> _Document passage_
= = = = = = =

Supply and baggage wagons.
The rear-guard will be composed of one company of infantry. A detachment
from it will protect exposed flanks of the train. If horses can be procured
for them, the commanders of the advance and rear guards will be mounted.
The above disposition for each day's march will be conformed to, unless
otherwise ordered.
By command of Brigadier-General Schwan.
GROTE HUTCHESON, _Captain and Assistant Adjutant-General._
[Illustration: Spanish Prisoners who were brought from Las Marias to
Mayaguez.]
As Captain Macomb's cavalry had not arrived at the hour appointed for our
start, we set off without him. And in fact there was little need of his
services on that day, our march being through a section of the island
already cleared of Spanish troops, and exceedingly slow and wearisome,
besides.
The route from Yauco to Sabana Grande lies for some two miles along the
level and creditable road leading to Guanica, suddenly going off at right
angles just beyond a picturesque sugar-mill into as uneven, crooked, and
hilly a highway as can well be imagined.

= = = = = = =

> _Rows from a box-labeling dataset_

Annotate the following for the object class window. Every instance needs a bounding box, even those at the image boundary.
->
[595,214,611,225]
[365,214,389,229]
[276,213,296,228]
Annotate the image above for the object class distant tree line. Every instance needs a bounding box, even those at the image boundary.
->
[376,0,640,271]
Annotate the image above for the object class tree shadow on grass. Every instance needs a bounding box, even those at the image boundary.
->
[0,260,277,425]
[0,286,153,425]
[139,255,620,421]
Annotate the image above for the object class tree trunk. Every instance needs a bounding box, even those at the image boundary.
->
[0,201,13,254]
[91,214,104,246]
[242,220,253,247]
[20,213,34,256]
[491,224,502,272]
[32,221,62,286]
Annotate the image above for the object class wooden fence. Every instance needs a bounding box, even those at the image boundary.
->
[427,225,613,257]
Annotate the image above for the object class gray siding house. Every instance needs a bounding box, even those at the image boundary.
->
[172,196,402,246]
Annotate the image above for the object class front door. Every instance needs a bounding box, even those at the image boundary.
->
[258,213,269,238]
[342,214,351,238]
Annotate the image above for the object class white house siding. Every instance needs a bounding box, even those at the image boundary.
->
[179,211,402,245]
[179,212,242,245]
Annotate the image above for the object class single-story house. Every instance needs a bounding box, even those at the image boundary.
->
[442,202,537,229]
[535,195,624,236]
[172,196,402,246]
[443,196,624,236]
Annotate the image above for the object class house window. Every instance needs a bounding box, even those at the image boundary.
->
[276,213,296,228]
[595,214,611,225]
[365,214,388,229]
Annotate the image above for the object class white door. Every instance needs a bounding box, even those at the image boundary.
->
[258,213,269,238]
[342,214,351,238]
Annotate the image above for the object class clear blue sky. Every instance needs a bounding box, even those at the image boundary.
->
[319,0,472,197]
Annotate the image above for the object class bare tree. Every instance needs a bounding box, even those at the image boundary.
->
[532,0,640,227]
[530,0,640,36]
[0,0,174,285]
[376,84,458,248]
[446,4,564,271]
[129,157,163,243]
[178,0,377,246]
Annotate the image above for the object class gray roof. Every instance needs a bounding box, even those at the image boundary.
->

= = = = = = =

> _Request A_
In the march account, set down the passage between "The rear-guard will" and "will be mounted.", inclusive.
> _Request B_
Translate this sentence from the march account into Spanish: "As Captain Macomb's cavalry had not arrived at the hour appointed for our start, we set off without him."
> _Request C_
According to the march account, for how long does the route from Yauco to Sabana Grande follow the road leading to Guanica?
These data come from a source unrelated to the march account.

> _Full answer A_
The rear-guard will be composed of one company of infantry. A detachment
from it will protect exposed flanks of the train. If horses can be procured
for them, the commanders of the advance and rear guards will be mounted.

> _Full answer B_
Como la caballería del capitán Macomb no había llegado a la hora fijada para nuestra partida, salimos sin él.

> _Full answer C_
For some two miles.